Ross Douthat Makes No Sense
Ross Douthat has a very peculiar column on abortion in the New York Times. In it, he asserts, falsely, that “under current law, if you want to restrict abortion, post-viability procedures are the only kind you’re allowed to even regulate”: in fact, it is possible to regulate abortions before viability, and the Supreme Court in Casey upheld precisely such restrictions. He claims, also falsely, that “Americans aren’t permitted to debate anything” besides post-viability abortions (which would surely come as a surprise to the First Amendment), and that abortion needs to be “returned to the democratic process.” As Freddie at the League of Ordinary Gentlemen notes:
“Setting aside the banal fact that the judicial system is a part of our democratic process, there is a clear, straightforward and well-known way to overturn Roe v. Wade — pass a constitutional amendment criminalizing abortion. That’s how you override Supreme Court decisions; that’s how Dred Scott was effectively overturned. That’s how the federal income tax was passed. There’s a method for overturning Supreme Court law you don’t like, it’s well known, it’s time tested, and it’s as open to abortion foes as it is to anyone else.”
But what’s really odd is his reasoning. Try, if you dare, to make sense of this:
“The argument for unregulated abortion rests on the idea that where there are exceptions, there cannot be a rule. Because rape and incest can lead to pregnancy, because abortion can save women’s lives, because babies can be born into suffering and certain death, there should be no restrictions on abortion whatsoever.
As a matter of moral philosophy, this makes a certain sense. Either a fetus has a claim to life or it doesn’t. The circumstances of its conception and the state of its health shouldn’t enter into the equation.
But the law is a not a philosophy seminar. It’s the place where morality meets custom, and compromise, and common sense. And it can take account of tragic situations without universalizing their lessons.”

*****

EXERCISE SET |
1. In the post about Ross Douthat's abortion column, which Supreme Court case is said to have upheld restrictions on abortions before viability?
2. Pick up the post criticizing Ross Douthat's abortion column after its final sentence and carry it forward.

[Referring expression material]

*****

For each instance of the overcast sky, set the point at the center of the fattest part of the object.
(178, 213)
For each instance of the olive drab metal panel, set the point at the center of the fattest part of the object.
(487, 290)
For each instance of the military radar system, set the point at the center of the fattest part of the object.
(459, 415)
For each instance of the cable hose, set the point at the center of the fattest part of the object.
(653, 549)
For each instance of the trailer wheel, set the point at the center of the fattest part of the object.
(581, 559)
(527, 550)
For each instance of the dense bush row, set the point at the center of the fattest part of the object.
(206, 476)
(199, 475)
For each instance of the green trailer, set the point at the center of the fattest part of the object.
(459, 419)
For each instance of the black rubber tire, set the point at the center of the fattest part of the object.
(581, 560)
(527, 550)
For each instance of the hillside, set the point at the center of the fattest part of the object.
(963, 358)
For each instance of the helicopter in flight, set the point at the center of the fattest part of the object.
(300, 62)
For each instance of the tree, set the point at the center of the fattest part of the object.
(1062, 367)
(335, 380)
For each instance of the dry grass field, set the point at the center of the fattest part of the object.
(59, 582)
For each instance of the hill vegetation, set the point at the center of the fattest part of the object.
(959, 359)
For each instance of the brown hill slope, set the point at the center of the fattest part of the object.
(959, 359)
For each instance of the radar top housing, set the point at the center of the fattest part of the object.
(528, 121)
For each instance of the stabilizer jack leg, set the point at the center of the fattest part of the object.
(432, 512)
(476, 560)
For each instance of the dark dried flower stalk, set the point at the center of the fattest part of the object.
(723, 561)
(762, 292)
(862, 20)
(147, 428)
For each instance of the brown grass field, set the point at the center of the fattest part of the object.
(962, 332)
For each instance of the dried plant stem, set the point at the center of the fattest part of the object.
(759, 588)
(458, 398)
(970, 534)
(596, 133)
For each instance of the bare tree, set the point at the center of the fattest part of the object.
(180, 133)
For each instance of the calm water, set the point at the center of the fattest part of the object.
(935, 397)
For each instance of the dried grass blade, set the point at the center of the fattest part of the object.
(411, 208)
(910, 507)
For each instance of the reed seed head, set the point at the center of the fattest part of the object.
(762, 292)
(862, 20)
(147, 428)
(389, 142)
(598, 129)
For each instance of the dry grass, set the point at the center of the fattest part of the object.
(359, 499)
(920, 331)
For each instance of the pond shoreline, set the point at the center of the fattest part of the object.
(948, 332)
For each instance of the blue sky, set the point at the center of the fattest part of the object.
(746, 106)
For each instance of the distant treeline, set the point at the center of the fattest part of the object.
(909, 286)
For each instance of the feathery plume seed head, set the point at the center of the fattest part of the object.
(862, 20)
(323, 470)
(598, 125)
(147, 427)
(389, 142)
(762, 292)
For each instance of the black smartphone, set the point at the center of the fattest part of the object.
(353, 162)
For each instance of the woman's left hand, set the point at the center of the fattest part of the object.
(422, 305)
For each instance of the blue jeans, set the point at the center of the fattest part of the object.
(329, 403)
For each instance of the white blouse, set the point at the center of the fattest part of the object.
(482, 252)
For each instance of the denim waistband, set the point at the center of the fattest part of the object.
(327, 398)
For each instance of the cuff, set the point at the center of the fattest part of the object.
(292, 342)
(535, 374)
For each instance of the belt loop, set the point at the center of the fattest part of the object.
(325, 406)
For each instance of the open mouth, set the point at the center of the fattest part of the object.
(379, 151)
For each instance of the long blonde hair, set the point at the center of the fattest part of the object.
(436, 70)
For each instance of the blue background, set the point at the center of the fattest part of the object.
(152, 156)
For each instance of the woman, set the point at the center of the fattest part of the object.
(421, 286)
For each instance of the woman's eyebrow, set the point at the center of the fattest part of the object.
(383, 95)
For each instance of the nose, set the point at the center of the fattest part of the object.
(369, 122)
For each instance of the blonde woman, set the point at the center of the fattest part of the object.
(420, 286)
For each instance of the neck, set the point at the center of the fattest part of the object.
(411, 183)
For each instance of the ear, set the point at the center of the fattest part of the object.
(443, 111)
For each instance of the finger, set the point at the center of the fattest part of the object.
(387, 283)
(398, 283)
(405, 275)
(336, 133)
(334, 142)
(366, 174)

*****

ANSWER SET |
1. Casey.

2.
First of all, the claim that “where there is an exception, there cannot be a rule” does not make sense as a matter of moral philosophy. If it’s possible to distinguish clearly between the exceptions and the other cases, there’s no problem at all with having a rule. This is why we can have such rules as: No parking in a handicapped spot, unless you have a handicapped badge. When it’s not easy to tell the exceptions from the rest, whether or not it’s OK to have a rule depends on how bad it is to miss those exceptions, and how bad it is not to have a rule.
There are surely circumstances in which it would be fine to drive on the left, but we do not normally think that these should prevent us from having a rule about which side of the street to drive on. On the other hand, the existence of people who have been falsely convicted of capital crimes is a much more compelling argument against capital punishment: even one mistake is a horrendous injustice.
More importantly, consider this sentence:
“Because rape and incest can lead to pregnancy, because abortion can save women’s lives, because babies can be born into suffering and certain death, there should be no restrictions on abortion whatsoever.”
How on earth is that supposed to be evidence for this?
“Either a fetus has a claim to life or it doesn’t. The circumstances of its conception and the state of its health shouldn’t enter into the equation.”
The whole point of bringing up cases of rape and incest is to argue that the circumstances of a fetus’ conception are relevant to the question whether abortion should be legal. If we were convinced that a fetus was a full person, they wouldn’t be: we do not think it’s OK for a mother to kill her five year old child on the grounds that it is the product of rape or incest. Likewise, the point of bringing up the fact that “babies can be born into suffering and certain death” is to say that the state of the fetus’ health is relevant, not that it isn’t.
What Douthat wrote makes about as much sense as saying: “The argument for not hitting yourself on the head with a hammer is that it would cause you a whole lot of pain. As a matter of moral philosophy, this makes a certain sense: hitting yourself on the head with a hammer is either right or wrong regardless of how it makes you feel.” To which the only possible response is: Huh???
Douthat’s column begins with a rather lovely meditation on the hard cases that George Tiller had to deal with: abortions on “women facing life-threatening complications, on women whose children would be born dead or dying, on women who had been raped, on “women” who were really girls of 10.” He doesn’t actually say much about how we should deal with these cases, other than the part I already quoted: the law “can take account of tragic situations without universalizing their lessons.” How it should take these cases into account, and why it shouldn’t universalize their lessons, are left shrouded in mystery.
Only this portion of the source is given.